[Start of Attachment]
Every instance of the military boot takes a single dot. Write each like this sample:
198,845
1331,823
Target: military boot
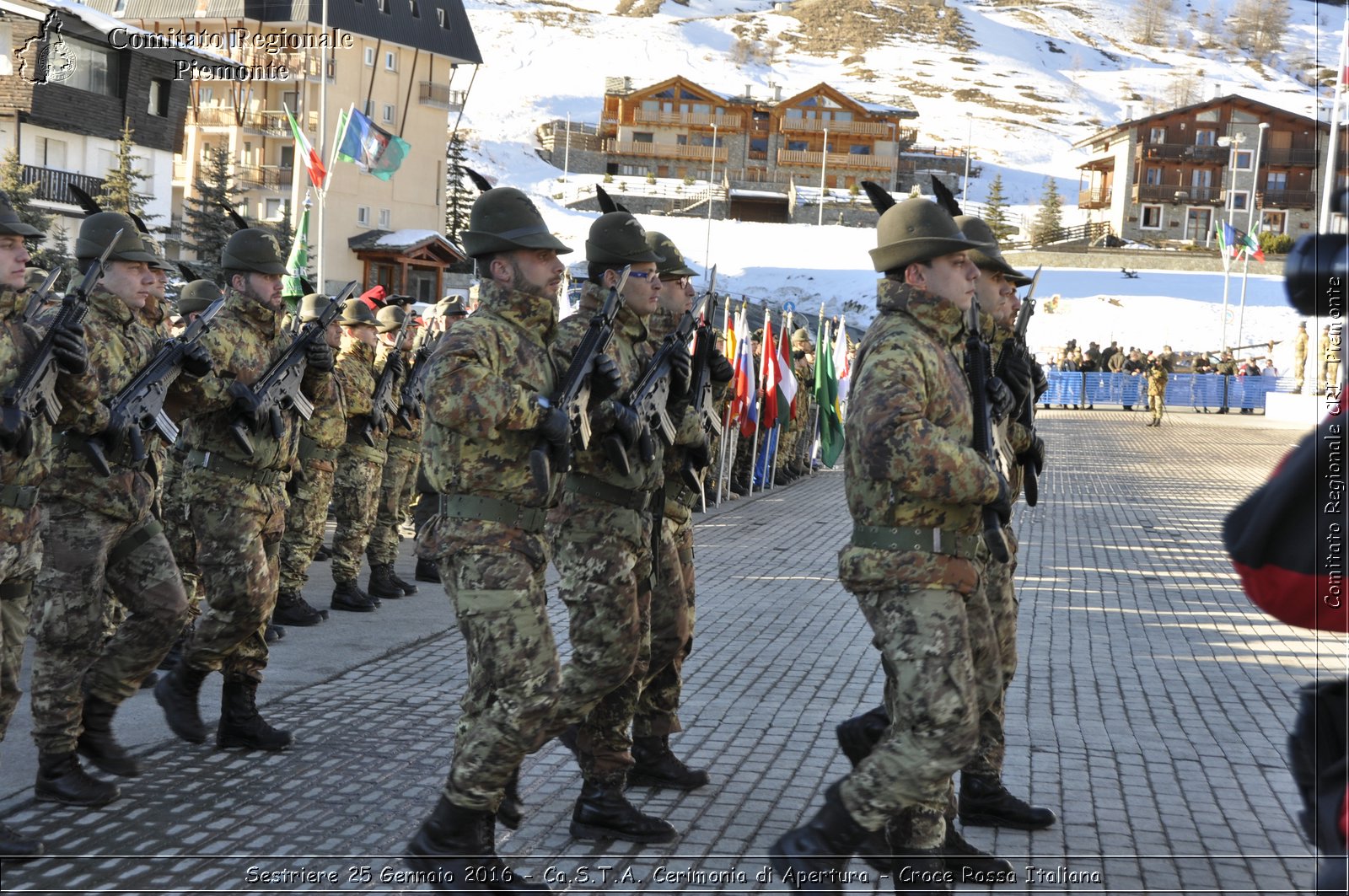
61,779
177,694
350,598
240,723
985,802
382,583
293,609
822,846
96,743
604,814
458,845
658,767
427,571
[End of Attachment]
WHAT IS REQUIRED
Leave out the pictures and reproduce the rest of the listing exactly.

EXERCISE RESPONSE
Every instance of the military boot takes a single dot. Write each like this sample:
198,845
1331,823
Target: military boot
61,779
177,694
350,598
240,723
985,802
382,583
293,609
822,846
96,743
604,814
458,845
658,767
427,571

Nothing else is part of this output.